**INSTRUCTIONS FOR THE TASK:** Pull every line of the entries below into your answer word for word, leaving out the pictures.

**RECORDS SHOWN:**

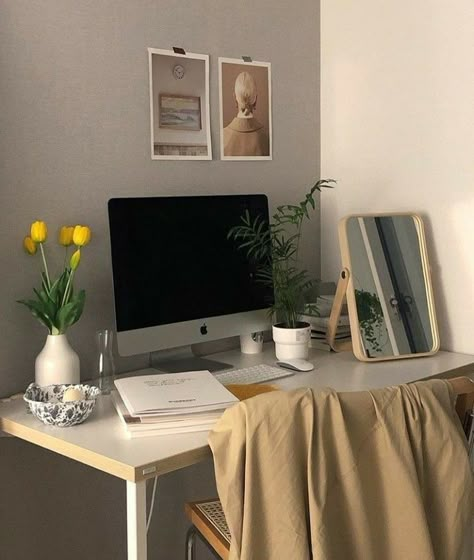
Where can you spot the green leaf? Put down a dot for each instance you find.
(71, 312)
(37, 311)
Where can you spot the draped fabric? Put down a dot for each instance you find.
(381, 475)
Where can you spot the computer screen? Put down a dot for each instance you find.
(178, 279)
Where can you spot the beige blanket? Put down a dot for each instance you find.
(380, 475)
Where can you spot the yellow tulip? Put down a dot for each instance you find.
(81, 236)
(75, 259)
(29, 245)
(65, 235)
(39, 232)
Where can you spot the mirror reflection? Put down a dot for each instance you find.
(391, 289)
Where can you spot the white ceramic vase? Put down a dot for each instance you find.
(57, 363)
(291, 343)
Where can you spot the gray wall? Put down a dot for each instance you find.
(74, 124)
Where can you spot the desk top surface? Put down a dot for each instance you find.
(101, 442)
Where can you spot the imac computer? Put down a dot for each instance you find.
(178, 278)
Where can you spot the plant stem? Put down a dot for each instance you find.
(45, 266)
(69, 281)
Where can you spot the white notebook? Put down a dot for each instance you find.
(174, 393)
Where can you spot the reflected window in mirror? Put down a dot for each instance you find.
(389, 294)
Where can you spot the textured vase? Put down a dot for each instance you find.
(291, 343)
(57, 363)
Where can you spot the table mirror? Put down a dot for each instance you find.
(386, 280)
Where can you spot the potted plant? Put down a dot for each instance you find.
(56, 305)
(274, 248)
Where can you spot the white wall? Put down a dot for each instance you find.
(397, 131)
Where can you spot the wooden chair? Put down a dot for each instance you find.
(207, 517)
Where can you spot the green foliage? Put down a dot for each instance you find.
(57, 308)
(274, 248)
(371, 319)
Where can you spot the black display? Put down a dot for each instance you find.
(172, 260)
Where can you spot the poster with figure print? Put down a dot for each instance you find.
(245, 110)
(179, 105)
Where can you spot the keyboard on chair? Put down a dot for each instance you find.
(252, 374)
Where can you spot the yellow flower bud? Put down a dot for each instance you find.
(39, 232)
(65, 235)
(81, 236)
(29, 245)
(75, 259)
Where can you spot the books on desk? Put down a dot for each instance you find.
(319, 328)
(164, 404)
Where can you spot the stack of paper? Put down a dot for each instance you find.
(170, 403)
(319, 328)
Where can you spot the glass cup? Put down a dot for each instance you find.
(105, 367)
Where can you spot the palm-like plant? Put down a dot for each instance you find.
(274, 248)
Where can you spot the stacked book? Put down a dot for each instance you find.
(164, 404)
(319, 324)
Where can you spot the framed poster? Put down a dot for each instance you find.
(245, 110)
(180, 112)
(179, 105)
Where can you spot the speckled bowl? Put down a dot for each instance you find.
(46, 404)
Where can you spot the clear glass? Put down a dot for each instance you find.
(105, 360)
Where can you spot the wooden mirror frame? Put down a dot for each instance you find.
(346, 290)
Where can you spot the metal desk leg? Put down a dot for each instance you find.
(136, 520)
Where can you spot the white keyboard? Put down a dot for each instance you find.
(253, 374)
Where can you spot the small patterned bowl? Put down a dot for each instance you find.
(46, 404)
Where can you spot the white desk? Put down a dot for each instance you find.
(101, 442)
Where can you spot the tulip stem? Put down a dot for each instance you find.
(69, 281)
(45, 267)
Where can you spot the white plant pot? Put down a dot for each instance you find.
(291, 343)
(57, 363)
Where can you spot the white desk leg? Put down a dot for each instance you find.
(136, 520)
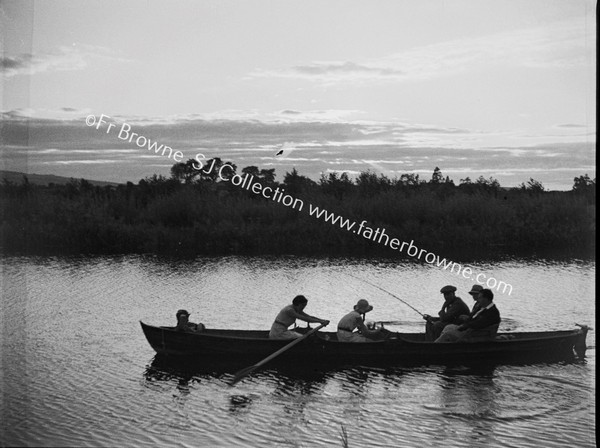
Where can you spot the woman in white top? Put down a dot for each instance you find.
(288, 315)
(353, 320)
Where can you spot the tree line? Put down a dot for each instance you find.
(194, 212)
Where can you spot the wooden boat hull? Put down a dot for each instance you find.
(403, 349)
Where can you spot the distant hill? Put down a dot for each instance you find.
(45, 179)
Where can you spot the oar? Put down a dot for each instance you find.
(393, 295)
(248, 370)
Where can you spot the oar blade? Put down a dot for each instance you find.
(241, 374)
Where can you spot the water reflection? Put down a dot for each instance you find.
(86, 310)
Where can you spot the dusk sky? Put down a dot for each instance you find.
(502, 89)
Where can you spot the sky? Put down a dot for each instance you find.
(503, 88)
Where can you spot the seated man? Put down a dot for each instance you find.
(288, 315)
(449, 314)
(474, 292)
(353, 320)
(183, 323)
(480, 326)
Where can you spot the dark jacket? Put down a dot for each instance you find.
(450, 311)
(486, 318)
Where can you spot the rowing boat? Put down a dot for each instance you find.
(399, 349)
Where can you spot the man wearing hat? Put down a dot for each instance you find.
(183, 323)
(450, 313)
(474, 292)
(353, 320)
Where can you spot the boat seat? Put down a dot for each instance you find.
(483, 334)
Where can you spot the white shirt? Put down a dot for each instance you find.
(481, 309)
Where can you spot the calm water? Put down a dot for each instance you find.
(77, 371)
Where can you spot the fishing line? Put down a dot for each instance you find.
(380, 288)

**COMPLETE RESPONSE:**
Where can you spot the green leaf? Put down a dot for each instance you find.
(71, 312)
(37, 311)
Where can you spot the draped fabric? Put down a dot for each instance you find.
(381, 475)
Where can you spot the computer screen? Put down a dot for each instance you find.
(178, 279)
Where can you spot the beige blanket? Put down a dot for each instance you find.
(380, 475)
Where can you spot the yellow tulip? Put down a dot for each instance you find.
(81, 236)
(75, 259)
(29, 245)
(65, 235)
(39, 232)
Where can you spot the mirror reflection? Put down a dot for each instance you find.
(391, 289)
Where can you spot the white ceramic vase? Put down a dot for each instance you find.
(57, 363)
(291, 343)
Where can you spot the gray wall? Put down a dot for each instance you find.
(74, 124)
Where can you spot the desk top surface? Put down a dot for each instance you find.
(101, 442)
Where can you spot the imac computer? Put down a dot for each instance you find.
(178, 278)
Where can you spot the plant stem? Put down a dot for each instance you find.
(45, 266)
(69, 281)
Where can you spot the white notebook? Put down a dot for each instance you find.
(174, 393)
Where can you spot the reflected window in mirror? Put down a dot for each instance you find.
(389, 294)
Where can you spot the textured vase? Put down a dot for each instance you find.
(291, 343)
(57, 363)
Where can you spot the table mirror? Put down a dot for each instance you find.
(386, 280)
Where can you spot the potted plant? Put down a dot for each instance you find.
(56, 305)
(274, 248)
Where can you spot the white wall? Put down a dot for each instance you find.
(397, 131)
Where can you spot the wooden chair? Put down a dot for each instance you find.
(207, 517)
Where can you spot the green foliage? Put down a dot for each instance you find.
(57, 308)
(274, 248)
(371, 319)
Where can you spot the black display? Put down a dot for each instance you find.
(172, 260)
Where can you spot the poster with figure print? Put down a dot for each instance you find.
(245, 110)
(179, 105)
Where can you spot the keyboard on chair? Put down a dot for each instance you find.
(252, 374)
Where can you spot the yellow flower bud? Put down a dot for each instance you find.
(39, 232)
(65, 235)
(81, 236)
(29, 245)
(75, 259)
Where can you spot the books on desk? Put down a dot for each instance you find.
(319, 328)
(164, 404)
Where can you spot the stack of paper? Put down a dot for each instance you find.
(170, 403)
(319, 328)
Where can you spot the glass cup? Put down a dot for each instance you find.
(105, 367)
Where can you spot the palm-like plant? Put down a dot for each instance you find.
(274, 248)
Where can you spot the stacked book? Put down a dot for each instance you find.
(164, 404)
(319, 324)
Where can you spot the framed poster? Put down a dot for each instance you find.
(245, 110)
(180, 112)
(179, 105)
Where can you spot the speckled bowl? Put down a dot for each instance you find.
(46, 404)
Where can you spot the clear glass? Put down a dot for each instance you find.
(105, 360)
Where can you spot the wooden mirror frame? Put down a dot for each instance you find.
(346, 290)
Where can you spot the metal desk leg? Put down a dot for each instance you find.
(136, 520)
Where can you spot the white keyboard? Put down a dot for each instance you find.
(253, 374)
Where can you spot the small patterned bowl? Put down a dot for each instance you find.
(46, 404)
Where can you spot the white desk? Put down a dot for each instance you find.
(101, 442)
Where can you spot the tulip stem? Put down a dot for each instance you find.
(69, 281)
(45, 267)
Where can you spot the white plant pot? Put down a dot for each instance you find.
(291, 343)
(57, 363)
Where can you spot the white desk leg? Put down a dot for each instance you find.
(136, 520)
Where can you spot the woman in white top? Put down a dot for each instance you find.
(288, 315)
(353, 320)
Where can you spot the tree line? Put down a dot for each instance you find.
(194, 212)
Where can you spot the wooden boat hull? Put down a dot for each instance you find.
(403, 349)
Where can you spot the distant hill? Put down a dot for each instance you find.
(45, 179)
Where can you spot the oar? Put down a dot for each instance you find.
(393, 295)
(248, 370)
Where can you spot the oar blade? Put down a dot for each instance you find.
(241, 374)
Where can you spot the water reflection? Put down a dot for each instance you find.
(86, 310)
Where can you spot the dusk sky? Put down a dot for each instance you find.
(502, 89)
Where can you spot the sky? Put down a dot for each instance you find.
(503, 88)
Where can you spot the seated man? Put down a dot for each instance you find.
(288, 315)
(449, 314)
(474, 292)
(353, 320)
(183, 323)
(480, 326)
Where can you spot the dark jacket? Put down a dot for each instance you find.
(450, 311)
(486, 318)
Where can you spot the rowing boat? Put down a dot for each instance you find.
(399, 349)
Where can you spot the man wearing hat? Put down a dot for each instance you find.
(183, 323)
(450, 313)
(474, 292)
(353, 320)
Where can you spot the boat seat? Put down a dot for each instance you find.
(483, 334)
Where can you spot the white shirt? Put down a dot for each instance you find.
(481, 309)
Where can you spot the calm water? Put down a dot for each instance you find.
(77, 371)
Where can you spot the fishing line? Put down a dot for each instance you find.
(380, 288)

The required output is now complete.